DIRECTIONS:
Every line of the records below from the line with "(format x=689, y=223)" up to and including the line with "(format x=292, y=129)" must be reproduced exactly, and no line outside that range.

INPUT:

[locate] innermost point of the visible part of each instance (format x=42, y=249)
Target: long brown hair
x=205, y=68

* * *

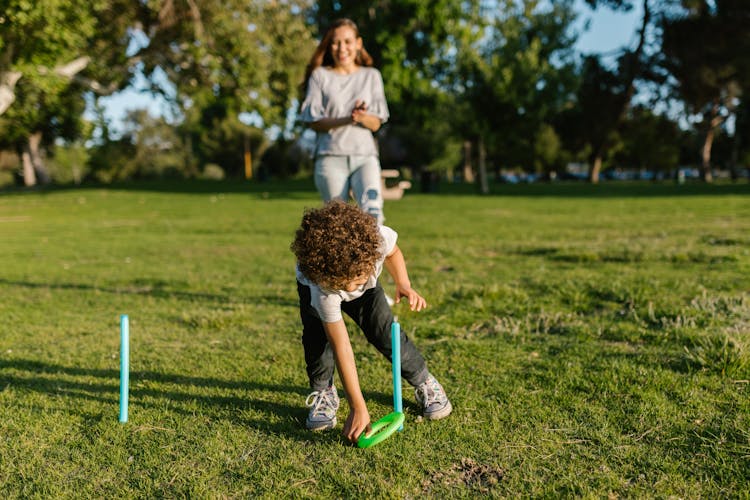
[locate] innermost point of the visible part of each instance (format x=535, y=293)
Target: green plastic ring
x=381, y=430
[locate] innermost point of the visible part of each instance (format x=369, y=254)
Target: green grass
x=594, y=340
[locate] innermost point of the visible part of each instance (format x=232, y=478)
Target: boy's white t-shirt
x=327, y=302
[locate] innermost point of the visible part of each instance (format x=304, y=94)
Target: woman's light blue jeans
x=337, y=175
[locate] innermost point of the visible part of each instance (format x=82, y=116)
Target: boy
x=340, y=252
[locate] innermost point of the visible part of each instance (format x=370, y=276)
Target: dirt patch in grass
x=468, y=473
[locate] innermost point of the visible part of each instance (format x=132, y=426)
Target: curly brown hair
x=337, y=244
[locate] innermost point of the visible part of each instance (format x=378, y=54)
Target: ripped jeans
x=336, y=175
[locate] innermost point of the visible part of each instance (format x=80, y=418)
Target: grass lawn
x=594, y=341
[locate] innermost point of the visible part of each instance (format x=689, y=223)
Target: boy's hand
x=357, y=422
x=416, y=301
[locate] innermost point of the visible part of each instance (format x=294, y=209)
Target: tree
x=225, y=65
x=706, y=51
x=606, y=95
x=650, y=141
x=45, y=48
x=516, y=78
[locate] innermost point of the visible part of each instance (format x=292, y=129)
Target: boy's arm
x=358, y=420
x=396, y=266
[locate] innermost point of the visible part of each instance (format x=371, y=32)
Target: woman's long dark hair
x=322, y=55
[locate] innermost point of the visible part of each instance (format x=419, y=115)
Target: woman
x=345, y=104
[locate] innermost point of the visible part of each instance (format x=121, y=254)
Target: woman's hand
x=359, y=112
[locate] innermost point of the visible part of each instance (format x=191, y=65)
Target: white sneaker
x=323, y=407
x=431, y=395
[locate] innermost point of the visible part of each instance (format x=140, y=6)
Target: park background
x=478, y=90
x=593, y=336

PROBLEM SOLUTION:
[locate] innermost point of the visible part of each instance (format x=689, y=223)
Target: boy's hand
x=357, y=422
x=416, y=301
[locate] innermost point of the visible part of each instance (format x=294, y=209)
Target: tree
x=225, y=65
x=706, y=51
x=606, y=95
x=650, y=141
x=45, y=48
x=516, y=78
[locate] innermost point of the visible part of each instance (format x=292, y=129)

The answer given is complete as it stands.